> GIVEN PASSAGE

===

Thursday, September 15, 2011

A Trip To The Dentist.

I'll admit that I'm not the strictest person when it comes to dental hygiene. I mean, I take care of my teeth well enough. I brush twice a day and even floss. So they aren't all rotted and falling out or anything like that. My breath is normal and they look just fine, thank you. They're basically healthy. But, truth is, I could just be a little more... diligent, is what I'm saying. I have a bit of a sweet tooth and I could visit the dentist other than in cases of emergency a bit more regularly.

Needless to say, I get the occasional cavity from time to time. The last time was three or four years ago when a premolar needed a root canal (not a fun time). Yesterday, I had to make another trip to the dentist's office for a new cavity that developed on yet another premolar tooth.

Hoo boy!

This time, though, the whole thing was pretty uneventful. The cavity just needed to be filled. That's all! The dentist was a woman about my age who was very pleasant and not too hard on the eyes either (all of which made the easy process a lot easier). The whole thing was over quickly and painlessly. In fact, it was so painless that I spent half the rest of yesterday not being able to feel my upper lip from the painkillers. Not so much fun when I had to eat later. The only thing that was a little unsettling during the whole thing, though, was the x-ray.
Honestly, is that little lead bib really enough to do the job?


Did you think that was it? This is the part where I remind you to make sure and check out my story on Sprocket Ink today. I won't give it all away but it involves this awesome equation: Japan + robots + models in funny helmets = click here. You know you want to.


  1. My girlfriend works in a dental office, and they have an xray machine that almost works like an MRI. You stay still, and it does a 360-rotation around your head...

    It's still intimidating.

    And all of the hygienists and assistants in that office are easy on the eyes. I love that about the dentist... he's a dirty old man.

  2. Of course there is nothing to worry about they practiced on those robots from Japan. (I do pay attention)

===

> DATA SECTION
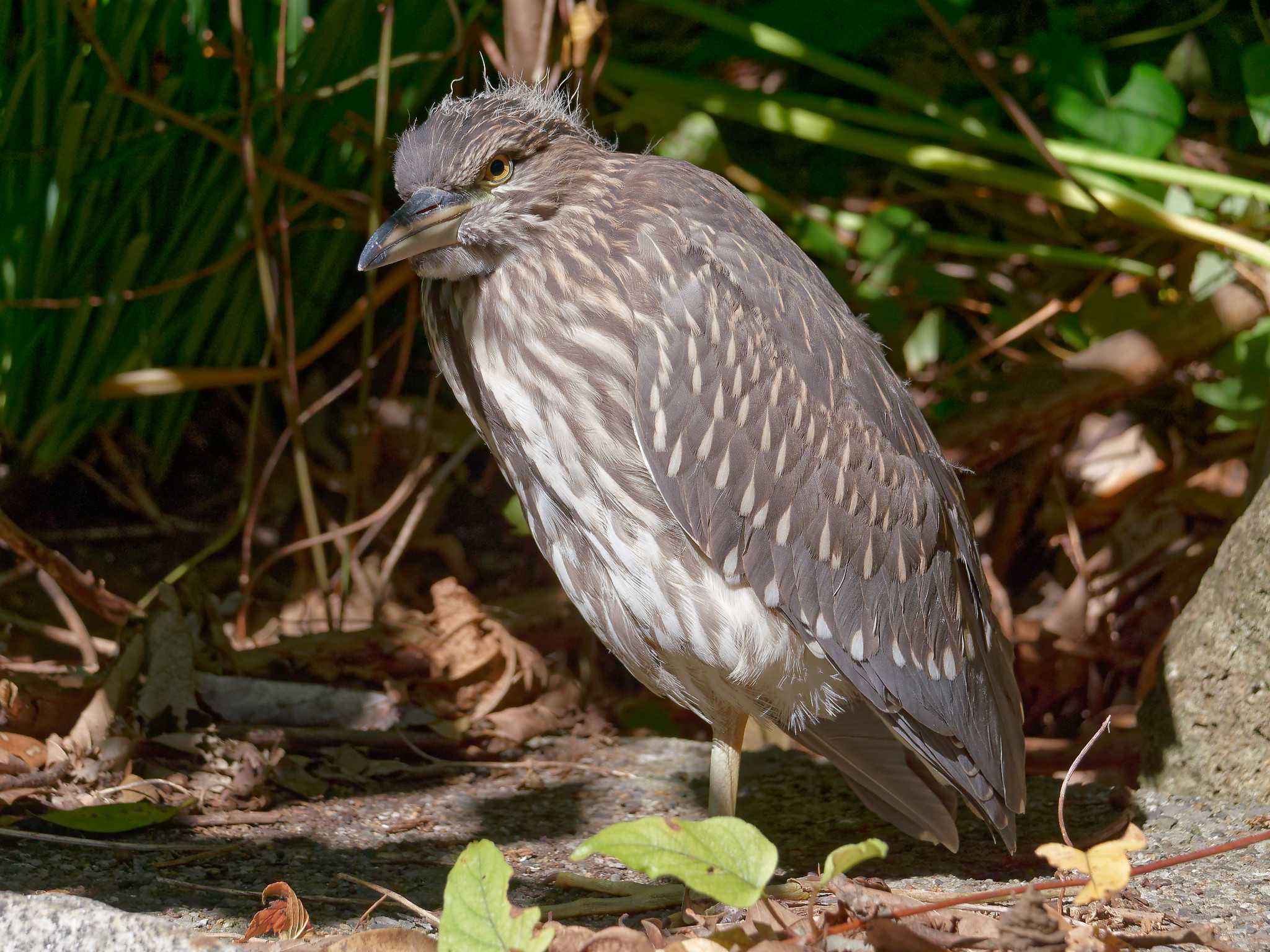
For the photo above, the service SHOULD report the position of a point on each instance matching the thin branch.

===

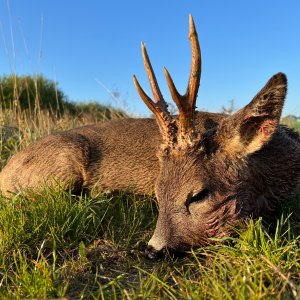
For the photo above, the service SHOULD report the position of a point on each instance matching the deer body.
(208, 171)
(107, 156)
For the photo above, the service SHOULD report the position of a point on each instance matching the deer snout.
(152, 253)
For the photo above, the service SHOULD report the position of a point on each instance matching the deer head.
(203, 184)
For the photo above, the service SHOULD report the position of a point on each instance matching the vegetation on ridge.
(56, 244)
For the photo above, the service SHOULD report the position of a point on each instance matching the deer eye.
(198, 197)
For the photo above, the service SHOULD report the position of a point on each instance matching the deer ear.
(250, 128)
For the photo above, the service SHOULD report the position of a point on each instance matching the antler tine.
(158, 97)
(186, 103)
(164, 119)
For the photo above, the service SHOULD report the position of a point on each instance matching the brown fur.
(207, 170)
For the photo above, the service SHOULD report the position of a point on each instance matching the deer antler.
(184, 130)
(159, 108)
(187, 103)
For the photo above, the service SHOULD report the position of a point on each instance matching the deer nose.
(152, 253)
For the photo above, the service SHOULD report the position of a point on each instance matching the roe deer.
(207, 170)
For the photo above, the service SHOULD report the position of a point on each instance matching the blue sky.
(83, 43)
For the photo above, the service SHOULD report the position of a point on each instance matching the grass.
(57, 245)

===

> TASK SET
1) In the dentist post, how long ago did the writer last have a cavity?
2) Pick up the dentist post after its last line and keep it going.

> ANSWERS PER TASK
1) Three or four years ago.

2)
  3. I can tell from your illustration that that WAS a foxy dentist. Yowza. Look how she rocks that blue helmet. Wait, that suddenly started to sound dirty.

  4. ツ Your drawings are getting better and better. This one in particular is very technical. I'm sure there must be an engineer somewhere inside of you. Maybe that x-ray is really some kind of probe where they insert engineering bacteria in you to make you smarter, thus then avoiding getting more cavities. The result is better drawings but not stronger teeth!

  5. I'm not sure why I even came here with the word "dentist" in the title. You know how I feel about the dentist, right Vinny? But I'm glad I came by cuz I l.o.v.e. that drawing!

  6. Well you should be lucky if you don't have genetically bad teeth though . I take care of my teeth as best i can and i STILL have ten fillings !!


  7. Sometimes I think dentists delight in "accidentally" letting that tooth scraper slip and stab your gums. And you're right about the x-ray, what's the deal with all those spreaders and things they ram in your mouth? Isn't it an x-ray, can't it see through your cheeks?
    Love that drawing.

  8. Got something for you over at my place.

  9. @ Lost: I know the head dentist there is some dude I've never met. I suspect he co-works with her for that same reason.

    @ Nubian: Indeed you do. I have a hunch that the fact that sex robots being involved in the training is why the guy in charge is never around. He's still logging training hours there.

    @ Elly Lou: Even a full lead suit couldn't hide what she was workin' with.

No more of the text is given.